### WORK TASK 1
Decide whether each statement below agrees with the article on knowledge-intensive industries. Answer yes or no for each, and quote the deciding words of the article. (a) KI services industries produced 22 percent of GDP. (b) HT manufacturing industries employed 18 million workers in 2012. (c) KTI industries perform half of U.S. business research and development.
### WORK TASK 2
Reproduce word for word the passage of the article on knowledge-intensive industries running from "18 million workers produced" down to "and Engineering Statistics.".

### SELECTED EXTRACT
════════════════

18 million workers produced more than one-fifth of US gross domestic product in 2012
In 2012, knowledge intensive (KI) services industries—business, finance and information—produced $3.4 trillion in value-added output, more than one-fifth of the U.S. gross domestic product (GDP), and employed 18 million workers. Data are from a new report released today by the National Science Foundation's (NSF) National Center for Science and Engineering Statistics.
KI services industries and the smaller high-technology (HT) manufacturing industries—aerospace, communications, computers, pharmaceuticals, scientific instruments and semiconductors—make up commercial knowledge and technology-intensive (KTI) industries. KI services industries employed 18 million workers and produced 22 percent of GDP. HT manufacturing industries employed 2 million workers and produced 2 percent of GDP in 2012.
KTI industries have a particularly strong link to science and technology and perform three-fourths of U.S. business research and development, an important source of innovation and economic growth.
Employment in KTI industries represented 15 percent of the U.S. workforce in 2012, with workers performing activities such as manufacturing, computer systems design, architectural and engineering, data processing, radio and television broadcasting hosting and other related services. A complete list can be found in the NCSES report.
The report also finds wages for U.S. commercial KTI industries workers are much higher than they are in other industries. In 2011, the average salaries of KI services industries and HT manufacturing industries were more than $20,000 higher than the private-sector average. However, average salaries vary widely among individual commercial KI services and HT manufacturing industries.

════════════════

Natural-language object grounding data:
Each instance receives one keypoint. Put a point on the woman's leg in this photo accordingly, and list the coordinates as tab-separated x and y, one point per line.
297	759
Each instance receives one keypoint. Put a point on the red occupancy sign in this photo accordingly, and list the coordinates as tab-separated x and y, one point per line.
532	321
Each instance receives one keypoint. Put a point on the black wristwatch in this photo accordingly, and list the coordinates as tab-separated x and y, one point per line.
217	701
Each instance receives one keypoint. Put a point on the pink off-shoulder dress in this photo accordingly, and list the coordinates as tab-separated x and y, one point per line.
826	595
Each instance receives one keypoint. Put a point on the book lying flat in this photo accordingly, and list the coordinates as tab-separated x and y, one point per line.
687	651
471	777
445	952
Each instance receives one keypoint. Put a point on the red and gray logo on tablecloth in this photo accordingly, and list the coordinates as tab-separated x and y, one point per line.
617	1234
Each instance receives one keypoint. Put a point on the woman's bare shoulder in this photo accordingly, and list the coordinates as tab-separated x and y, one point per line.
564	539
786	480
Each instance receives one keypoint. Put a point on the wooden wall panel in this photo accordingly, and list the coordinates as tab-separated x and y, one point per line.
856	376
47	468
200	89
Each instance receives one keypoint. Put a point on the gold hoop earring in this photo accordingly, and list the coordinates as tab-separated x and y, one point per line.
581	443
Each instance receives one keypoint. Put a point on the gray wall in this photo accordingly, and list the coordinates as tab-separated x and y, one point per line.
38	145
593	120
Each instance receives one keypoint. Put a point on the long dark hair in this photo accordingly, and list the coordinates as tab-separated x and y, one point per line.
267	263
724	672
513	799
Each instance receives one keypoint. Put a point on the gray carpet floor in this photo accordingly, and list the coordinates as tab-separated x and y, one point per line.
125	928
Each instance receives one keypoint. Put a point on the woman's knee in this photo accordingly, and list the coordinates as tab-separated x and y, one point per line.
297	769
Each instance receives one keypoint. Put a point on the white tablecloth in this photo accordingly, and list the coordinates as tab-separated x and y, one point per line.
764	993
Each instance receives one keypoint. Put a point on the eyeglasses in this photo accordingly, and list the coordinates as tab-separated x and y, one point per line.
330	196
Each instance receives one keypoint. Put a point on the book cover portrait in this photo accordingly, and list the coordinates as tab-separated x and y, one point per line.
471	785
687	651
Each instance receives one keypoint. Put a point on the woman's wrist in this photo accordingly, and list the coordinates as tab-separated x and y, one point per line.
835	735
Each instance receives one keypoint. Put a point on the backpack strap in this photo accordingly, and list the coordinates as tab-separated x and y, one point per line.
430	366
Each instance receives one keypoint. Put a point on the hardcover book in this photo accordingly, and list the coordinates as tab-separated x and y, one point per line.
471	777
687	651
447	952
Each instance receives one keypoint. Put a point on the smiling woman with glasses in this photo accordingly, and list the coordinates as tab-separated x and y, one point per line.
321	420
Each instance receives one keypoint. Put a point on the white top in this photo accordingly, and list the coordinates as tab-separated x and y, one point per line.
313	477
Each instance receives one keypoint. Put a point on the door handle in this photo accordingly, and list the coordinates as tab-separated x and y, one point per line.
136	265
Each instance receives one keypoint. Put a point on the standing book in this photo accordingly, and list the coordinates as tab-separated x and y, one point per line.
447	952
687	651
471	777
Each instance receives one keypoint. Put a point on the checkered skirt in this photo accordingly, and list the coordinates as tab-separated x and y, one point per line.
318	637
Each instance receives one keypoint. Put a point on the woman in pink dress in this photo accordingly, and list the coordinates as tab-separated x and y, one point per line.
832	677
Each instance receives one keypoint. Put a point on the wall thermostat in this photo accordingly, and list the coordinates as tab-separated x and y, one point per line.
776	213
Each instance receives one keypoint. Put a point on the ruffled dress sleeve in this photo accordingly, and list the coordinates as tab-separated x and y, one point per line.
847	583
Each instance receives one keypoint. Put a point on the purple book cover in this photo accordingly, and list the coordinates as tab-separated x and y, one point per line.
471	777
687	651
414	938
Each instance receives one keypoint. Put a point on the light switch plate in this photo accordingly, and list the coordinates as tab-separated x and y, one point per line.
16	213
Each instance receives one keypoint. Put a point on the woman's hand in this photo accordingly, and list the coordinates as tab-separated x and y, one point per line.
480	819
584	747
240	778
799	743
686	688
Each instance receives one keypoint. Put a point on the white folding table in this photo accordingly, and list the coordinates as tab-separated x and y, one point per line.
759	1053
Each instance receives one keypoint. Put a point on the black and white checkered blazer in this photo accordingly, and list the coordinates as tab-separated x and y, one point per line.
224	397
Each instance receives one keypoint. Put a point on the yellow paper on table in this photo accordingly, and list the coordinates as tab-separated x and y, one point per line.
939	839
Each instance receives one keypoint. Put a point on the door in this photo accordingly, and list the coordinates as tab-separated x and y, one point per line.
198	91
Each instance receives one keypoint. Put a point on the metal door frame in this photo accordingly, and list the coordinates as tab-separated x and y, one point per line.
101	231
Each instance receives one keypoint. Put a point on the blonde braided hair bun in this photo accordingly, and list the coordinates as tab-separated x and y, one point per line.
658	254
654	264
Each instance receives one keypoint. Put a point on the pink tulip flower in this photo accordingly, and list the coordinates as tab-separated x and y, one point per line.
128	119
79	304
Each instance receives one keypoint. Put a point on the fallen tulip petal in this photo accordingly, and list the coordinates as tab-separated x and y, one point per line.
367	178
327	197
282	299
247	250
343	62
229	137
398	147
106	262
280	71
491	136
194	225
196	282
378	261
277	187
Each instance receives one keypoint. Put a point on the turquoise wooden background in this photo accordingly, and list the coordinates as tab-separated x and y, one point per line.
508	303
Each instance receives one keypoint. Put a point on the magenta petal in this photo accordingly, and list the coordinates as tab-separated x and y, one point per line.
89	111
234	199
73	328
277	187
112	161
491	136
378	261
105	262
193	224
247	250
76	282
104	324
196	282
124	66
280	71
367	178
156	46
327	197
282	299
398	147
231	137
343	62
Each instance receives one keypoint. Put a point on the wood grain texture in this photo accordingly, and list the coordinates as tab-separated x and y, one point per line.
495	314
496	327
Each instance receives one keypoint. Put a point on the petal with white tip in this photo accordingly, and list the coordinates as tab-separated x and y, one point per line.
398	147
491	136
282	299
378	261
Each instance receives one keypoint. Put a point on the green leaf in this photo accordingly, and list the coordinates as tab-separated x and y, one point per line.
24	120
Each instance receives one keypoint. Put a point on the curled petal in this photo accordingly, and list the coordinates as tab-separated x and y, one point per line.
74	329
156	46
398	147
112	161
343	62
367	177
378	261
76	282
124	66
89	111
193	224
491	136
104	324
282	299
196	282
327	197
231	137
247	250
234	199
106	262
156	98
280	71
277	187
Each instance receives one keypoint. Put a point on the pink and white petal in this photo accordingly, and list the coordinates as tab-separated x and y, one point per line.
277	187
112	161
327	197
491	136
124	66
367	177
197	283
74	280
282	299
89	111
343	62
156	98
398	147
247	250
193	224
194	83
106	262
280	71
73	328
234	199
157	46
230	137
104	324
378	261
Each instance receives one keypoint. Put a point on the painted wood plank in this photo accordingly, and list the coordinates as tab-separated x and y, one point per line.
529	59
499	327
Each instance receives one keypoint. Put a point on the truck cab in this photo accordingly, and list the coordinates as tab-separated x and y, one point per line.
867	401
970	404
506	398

════════════════

### WRITTEN ANSWER 1
(a) Yes: "KI services industries employed 18 million workers and produced 22 percent of GDP."
(b) No: "HT manufacturing industries employed 2 million workers and produced 2 percent of GDP in 2012."
(c) No: "perform three-fourths of U.S. business research and development"

### WRITTEN ANSWER 2
18 million workers produced more than one-fifth of US gross domestic product in 2012
In 2012, knowledge intensive (KI) services industries—business, finance and information—produced $3.4 trillion in value-added output, more than one-fifth of the U.S. gross domestic product (GDP), and employed 18 million workers. Data are from a new report released today by the National Science Foundation's (NSF) National Center for Science and Engineering Statistics.